◆ WRITTEN EXERCISE A ◆
Lay out every line of the listing at the end of this page as a JSON list of strings, one string per line, skipping blank lines. Leave the pictures out of your answer.
========
In 1717, Peter replaced Muscovy’s numerous and bulky governmental departments with new agencies, called colleges. Originally nine in number, the colleges were councils that served as the main agencies of the newly structured government, dealing with such matters as foreign affairs, justice, and commerce. The group leadership of each agency was meant to provide a variety of opinion and to deter corruption. Town government also underwent major reform. In 1699 control of the cities was shifted from appointed governors to locally elected officials. Intended to stimulate the initiative and activity of the townspeople, the reform failed in practice because of local ignorance. An even greater failure was provincial reform, again very progressive and ambitious but totally unrealistic at the time. Peter divided the country into 50 provinces, for which he established a vast bureaucracy. A governor headed each province and answered to the Senate. The system provided more uniformity, yet corruption and confusion thrived within the new bureaucracy11.
Despite his failure at the government, Peter was more effective at changing the structure of the Russian Orthodox Church. His reforms were influenced especially by church-state arrangements in the Lutheran states of Northern Europe. In 1721 a Holy Synod, or religious college, of 10, and later 12, clerics replaced the patriarch at the head of the Orthodox Church. A secular official, a ober-procurator (government official), was appointed to supervise the synod for the ruler. Although the emperor acquired no authority on questions of faith, the reform enabled the government to exercise control over church organization, possessions, and policies.
On the whole Peter had to accept Russian society as it was, with serfdom and the economic and social dominance of the gentry; he did not produce any revolutionary changes in the Russian economy. However, Peter’s effort to make that society and economy brought some lasting social results. To fund the wars and the building of Saint Petersburg, taxation became extremely oppressive, with new taxes of every kind. After a census was ordered in the early 1720s, a head, or poll, tax replaced the household tax and the tax on cultivated land. Serfs and eventually even vagrants—individuals who had previously escaped taxation because they did not own land or were not part of a household—were subject to the new tax. This decision led to the mass displease of his people.
========
◆ WRITTEN EXERCISE B ◆
Name every specific tax that the excerpt on Peter's reforms mentions by name.
========
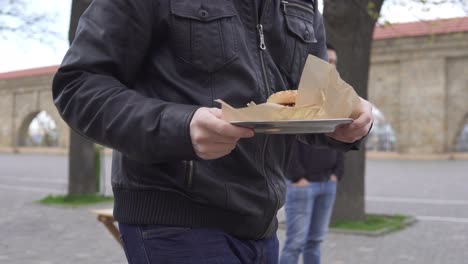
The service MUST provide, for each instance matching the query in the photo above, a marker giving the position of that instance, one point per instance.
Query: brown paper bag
(322, 94)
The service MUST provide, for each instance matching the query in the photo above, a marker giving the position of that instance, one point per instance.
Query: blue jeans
(171, 245)
(308, 211)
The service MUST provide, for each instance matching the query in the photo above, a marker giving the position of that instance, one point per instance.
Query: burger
(286, 98)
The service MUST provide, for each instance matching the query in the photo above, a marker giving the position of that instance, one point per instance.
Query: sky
(17, 53)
========
◆ COMPLETE OUTPUT A ◆
[
  "The service MUST provide, for each instance matching the query in the photo above, a marker giving the position of that instance, one point per instance.",
  "Query: brown paper bag",
  "(322, 94)",
  "The service MUST provide, for each instance matching the query in the photo above, a marker giving the position of that instance, one point per instance.",
  "Query: blue jeans",
  "(171, 245)",
  "(308, 211)",
  "The service MUST provide, for each instance matching the query in the photo above, a marker giving the position of that instance, one point per instance.",
  "Query: burger",
  "(286, 98)",
  "The service MUST provide, for each instance matching the query in the photo above, a marker giving the position of that instance, one point per instance.",
  "Query: sky",
  "(17, 53)"
]

◆ COMPLETE OUTPUT B ◆
- the head, or poll, tax
- the household tax
- the tax on cultivated land